### Task
Please rewrite the rows starting at the line containing "Objective — one point per instance of the teal" and ending at the line containing "Objective — one point per instance of the asphalt", swapping "integer pixel coordinates" for "whole-number pixel coordinates" and changing nothing else.
--- start Records for this task ---
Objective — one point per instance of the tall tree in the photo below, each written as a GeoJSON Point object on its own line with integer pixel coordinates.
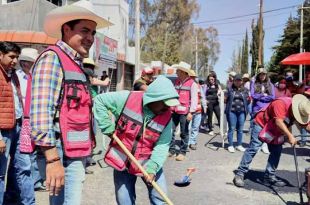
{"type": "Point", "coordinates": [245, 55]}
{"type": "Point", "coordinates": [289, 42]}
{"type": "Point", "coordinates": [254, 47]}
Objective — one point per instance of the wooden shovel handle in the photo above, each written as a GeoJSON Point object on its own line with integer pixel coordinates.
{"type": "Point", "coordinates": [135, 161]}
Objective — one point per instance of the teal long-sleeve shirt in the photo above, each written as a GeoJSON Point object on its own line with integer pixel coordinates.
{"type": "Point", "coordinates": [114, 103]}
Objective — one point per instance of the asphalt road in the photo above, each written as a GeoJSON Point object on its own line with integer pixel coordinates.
--- end Records for this task ---
--- start Records for this task ---
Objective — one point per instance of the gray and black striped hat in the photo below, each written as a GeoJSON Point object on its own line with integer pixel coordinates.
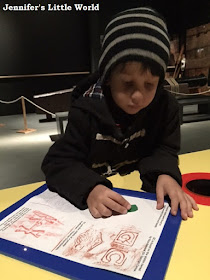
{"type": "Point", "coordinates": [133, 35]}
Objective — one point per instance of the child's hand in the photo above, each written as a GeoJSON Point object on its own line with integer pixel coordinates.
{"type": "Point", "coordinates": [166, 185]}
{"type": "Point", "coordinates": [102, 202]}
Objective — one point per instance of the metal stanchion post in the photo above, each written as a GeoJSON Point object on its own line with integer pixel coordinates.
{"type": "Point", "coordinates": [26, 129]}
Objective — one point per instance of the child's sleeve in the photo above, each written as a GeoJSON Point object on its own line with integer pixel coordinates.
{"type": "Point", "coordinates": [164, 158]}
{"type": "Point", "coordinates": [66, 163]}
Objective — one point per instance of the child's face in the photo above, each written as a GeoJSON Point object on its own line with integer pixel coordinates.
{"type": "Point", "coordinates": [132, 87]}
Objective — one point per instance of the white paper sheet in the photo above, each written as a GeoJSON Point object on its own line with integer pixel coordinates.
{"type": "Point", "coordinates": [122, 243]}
--- end Records for this task ---
### Solution to this problem
Objective — one point per instance of the teal long-sleeve shirt in the photo above, each written as a GeoJSON Point object on its own line with whole-number pixel coordinates.
{"type": "Point", "coordinates": [114, 103]}
Objective — one point per instance of the asphalt road in the photo above, each written as a GeoJSON Point object on its own line with whole-number pixel coordinates.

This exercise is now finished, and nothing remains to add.